• Text provided:
--- START ---

Britain got a taste of what’s to come on Wednesday with a big slump in first-quarter growth. The country’s Office for National Statistics (ONS) said the UK economy contracted 2% in the three months to March, thanks to a massive 5.8% slump in the month of March alone.
The economy fell 1.6% from the March quarter of 2019
The quarterly decline is the biggest since the GFC in 2008 and is the first indication of the coronavirus’ growing impact on the economy before the pandemic swept across the economy from mid-March onwards.
The March quarter fall in Britain is less than the 3.8% slump suffered by the eurozone in the first quarter.
But many economists predicting that the second quarter could see British economic output shrink by a quarter, or even more. Consumer spending contracted by 36.5% year-over-year in April, according to Barclaycard, which processes nearly half the UK’s credit- and debit card transactions.
But Britain only started its lockdown on March 23, later than many other eurozone countries such as Italy, Spain, and France which were well into their lockdowns by March 23 (which is when most stock markets around the world hit their COVID-19 slide lows).
COVID-19 has killed more than 40,000 people so far in the United Kingdom, the highest death toll reported in Europe.
The news saw British two-year government bond yields sank to a record low of -0.045%, reinforcing the growing market belief that the Bank of England will ramp up its record 645 billion pounds ($7US91 billion) of asset purchases next month.
Presented in the annualised form the US, China, and Japan favour, the UK economy contracted by 7.7% in the first quarter, which is worse than the 4.8% downturn by the but better than eurozone peers including France and Italy.

--- END ---

(Saved entries)

--- START ---

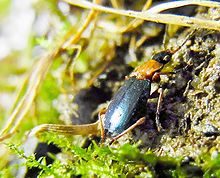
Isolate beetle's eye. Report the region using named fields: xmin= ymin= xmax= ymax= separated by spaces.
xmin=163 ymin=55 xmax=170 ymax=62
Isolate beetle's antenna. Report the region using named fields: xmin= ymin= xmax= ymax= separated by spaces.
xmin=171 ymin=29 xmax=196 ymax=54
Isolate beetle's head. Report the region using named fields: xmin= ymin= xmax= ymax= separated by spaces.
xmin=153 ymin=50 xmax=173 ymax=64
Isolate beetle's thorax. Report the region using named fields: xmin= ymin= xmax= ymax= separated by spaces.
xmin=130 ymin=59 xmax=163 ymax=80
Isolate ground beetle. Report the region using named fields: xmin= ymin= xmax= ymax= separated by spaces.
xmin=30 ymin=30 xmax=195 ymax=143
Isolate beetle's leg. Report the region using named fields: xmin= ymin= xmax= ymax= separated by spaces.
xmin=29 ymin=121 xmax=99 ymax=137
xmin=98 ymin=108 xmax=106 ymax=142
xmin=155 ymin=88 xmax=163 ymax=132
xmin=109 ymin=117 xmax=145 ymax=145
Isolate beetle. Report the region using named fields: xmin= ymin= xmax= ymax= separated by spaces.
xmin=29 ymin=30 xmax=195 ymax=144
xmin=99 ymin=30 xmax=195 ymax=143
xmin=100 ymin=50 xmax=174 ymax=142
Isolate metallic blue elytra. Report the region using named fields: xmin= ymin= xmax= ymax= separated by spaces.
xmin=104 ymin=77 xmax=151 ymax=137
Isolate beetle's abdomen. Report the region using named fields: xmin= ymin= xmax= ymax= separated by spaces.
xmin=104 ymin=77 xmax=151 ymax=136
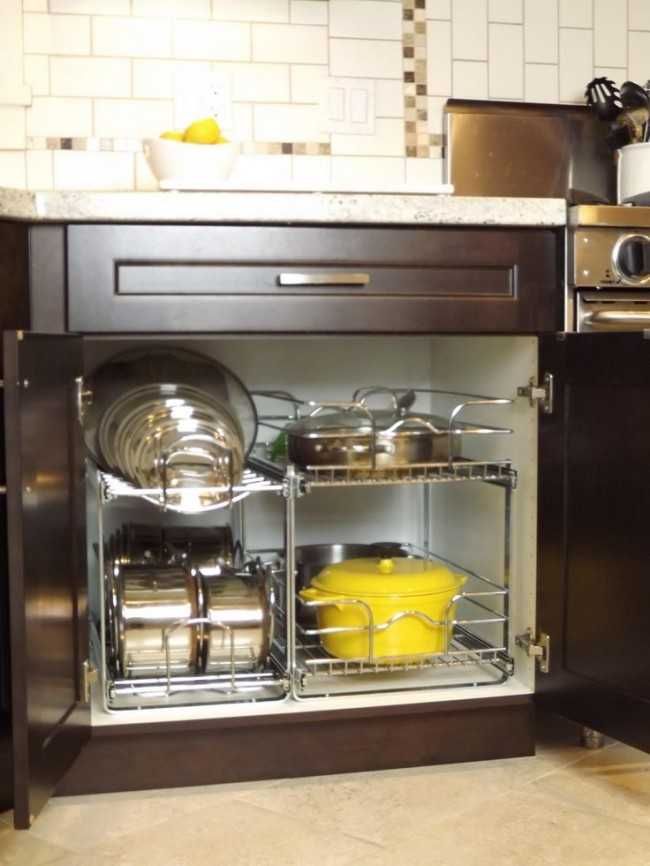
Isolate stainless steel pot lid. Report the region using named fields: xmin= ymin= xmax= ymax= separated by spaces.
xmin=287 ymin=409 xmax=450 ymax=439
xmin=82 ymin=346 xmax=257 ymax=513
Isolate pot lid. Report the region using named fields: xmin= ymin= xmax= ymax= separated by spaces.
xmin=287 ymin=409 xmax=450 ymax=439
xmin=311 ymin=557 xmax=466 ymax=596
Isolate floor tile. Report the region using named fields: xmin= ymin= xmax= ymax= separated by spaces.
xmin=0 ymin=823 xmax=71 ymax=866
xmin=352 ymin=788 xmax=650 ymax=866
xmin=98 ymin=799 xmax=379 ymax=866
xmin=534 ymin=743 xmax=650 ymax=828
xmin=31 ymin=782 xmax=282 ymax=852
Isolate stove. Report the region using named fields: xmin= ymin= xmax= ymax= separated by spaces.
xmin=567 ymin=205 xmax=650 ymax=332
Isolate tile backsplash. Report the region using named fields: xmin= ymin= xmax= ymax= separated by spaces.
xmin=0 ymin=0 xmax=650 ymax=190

--- END ---

• Work instructions:
• a. In the UK economy article, by how much did the UK economy contract in the three months to March?
• b. Repeat the stretch of the UK economy article from "The March quarter fall" through "COVID-19 slide lows).".

• Answers given:
• a. It contracted 2%.

• b.
The March quarter fall in Britain is less than the 3.8% slump suffered by the eurozone in the first quarter.
But many economists predicting that the second quarter could see British economic output shrink by a quarter, or even more. Consumer spending contracted by 36.5% year-over-year in April, according to Barclaycard, which processes nearly half the UK’s credit- and debit card transactions.
But Britain only started its lockdown on March 23, later than many other eurozone countries such as Italy, Spain, and France which were well into their lockdowns by March 23 (which is when most stock markets around the world hit their COVID-19 slide lows).